(READING TEXT)

In 1957 the Government of Ireland agrees in principle to the building of an airport for Cork. After considering many sites in the area, it is agreed that the airport should be built at Ballygarvan. Tenders are invited for the construction of the airport in 1959 at an estimated cost of £1 million. The airport is officially opened on October 16, 1961, following proving flights four days earlier by Aer Lingus and Cambrian Airways. Vincent Fanning is the first manager at the airport. In its first year the airport handles 10,172 passengers – close to the average number of passengers handled each day at the airport in 2007. Throughout the 1960s the airport expands with the arrival of more advanced aircraft and more destinations. The first jet, a British Overseas Airways Corporation de Havilland DH 106 Comet, lands at Cork Airport on March 29, 1964. By 1969 Aer Lingus is operating to London‘s Heathrow Airport, Manchester Airport and Bristol Airport.

In 1975 Aer Rianta, the then state airports authority, undertakes a passenger terminal study aimed at improving the terminal facilities. The findings result in the provision, over the next two years, of new departure and arrival halls, a new check-in area, office complex, information desk, duty office and executive lounge. The new extensions and facilities are opened in 1978.

The 1980s begin with an extension of the main apron. New services to London Gatwick begin, while Aer Lingus’ commuter division starts a new domestic service to Dublin Airport. In 1985 following significant growth, Aer Rianta carries out a survey of the terminal facilities with a view to carrying out a major expansion and development programme. On June 8, 1987, Ryanair commences services at Cork Airport. Phase I of the Terminal Expansion and Development Plan is completed in 1988. The following year the main runway extension of 1,000 feet is opened.

The 1990s begin with the completion of Phase II of the terminal expansion in 1991 and Phase III being completed in 1992 with the plan being brought to completion in 1994.

In 2001 plans are drawn up for the construction of a new terminal building and ancillary capital investment works at an estimated cost of €140 million. Along with the construction of the terminal, roads are upgraded from single to dual carriageway and re-aligned, and a new short term multistorey car park is constructed. The new terminal opens on August 15, 2006. Designed by HOK and Jacobs Engineering Group, the new terminal is the first built in Ireland in the 21st century.

In June 2008, the Irish Aviation Authority completes a new control tower 1 km from the old terminal to the west of the main runway. However, it takes until mid-October 2009 to get all the new systems tested and working. The new control tower officially opens on 20 October 20, 2009.

In 2013, Cork Airport is placed first for overall customer satisfaction in a global survey of passengers carried out by Airports Council International Europe. The survey measures customer satisfaction across eight categories in 61 regional airports worldwide, with Cork Airport scoring highest.

In June 2017, the airport is named as “Best Airport in Europe under 5 million passengers” at the 27th Airports Council International (ACI) Europe General Assembly.

(End READING TEXT)

§ **REQUIRED ACTION**:
Please rewrite the part of the Cork Airport history that opens with the words containing "In June 2008, the" and closes with "October 20, 2009.", putting "air traffic control tower" wherever "control tower" appears. Rely on the Cork Airport history above and nothing else.

(GIVEN DATA)

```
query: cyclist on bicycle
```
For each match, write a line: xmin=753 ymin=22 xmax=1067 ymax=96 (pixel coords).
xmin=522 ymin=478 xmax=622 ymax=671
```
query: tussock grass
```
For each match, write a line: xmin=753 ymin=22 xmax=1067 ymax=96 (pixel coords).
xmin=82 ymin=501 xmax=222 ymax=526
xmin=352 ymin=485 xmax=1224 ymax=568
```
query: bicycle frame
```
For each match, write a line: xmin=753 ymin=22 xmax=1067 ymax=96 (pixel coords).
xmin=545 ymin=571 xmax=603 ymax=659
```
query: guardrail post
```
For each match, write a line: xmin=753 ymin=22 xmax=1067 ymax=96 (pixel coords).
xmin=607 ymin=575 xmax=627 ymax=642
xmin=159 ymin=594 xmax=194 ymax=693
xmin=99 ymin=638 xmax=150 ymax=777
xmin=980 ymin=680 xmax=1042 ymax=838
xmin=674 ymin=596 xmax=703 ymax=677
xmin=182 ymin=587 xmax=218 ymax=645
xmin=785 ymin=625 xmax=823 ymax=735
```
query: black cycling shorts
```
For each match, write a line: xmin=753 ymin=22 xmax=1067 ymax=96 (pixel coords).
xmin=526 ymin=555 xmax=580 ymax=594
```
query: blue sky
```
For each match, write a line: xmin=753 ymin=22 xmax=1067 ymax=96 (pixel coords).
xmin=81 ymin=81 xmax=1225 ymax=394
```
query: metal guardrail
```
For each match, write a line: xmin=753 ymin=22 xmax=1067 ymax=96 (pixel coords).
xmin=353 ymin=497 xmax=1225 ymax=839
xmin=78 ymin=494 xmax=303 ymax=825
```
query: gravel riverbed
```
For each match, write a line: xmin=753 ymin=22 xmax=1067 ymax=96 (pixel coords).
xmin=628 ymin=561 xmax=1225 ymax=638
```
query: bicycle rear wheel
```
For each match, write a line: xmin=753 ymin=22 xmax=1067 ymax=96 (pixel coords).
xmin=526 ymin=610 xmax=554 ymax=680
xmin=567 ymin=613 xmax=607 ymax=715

(End GIVEN DATA)

§ **RESULT FOR THIS TASK**:
In June 2008, the Irish Aviation Authority completes a new air traffic control tower 1 km from the old terminal to the west of the main runway. However, it takes until mid-October 2009 to get all the new systems tested and working. The new air traffic control tower officially opens on 20 October 20, 2009.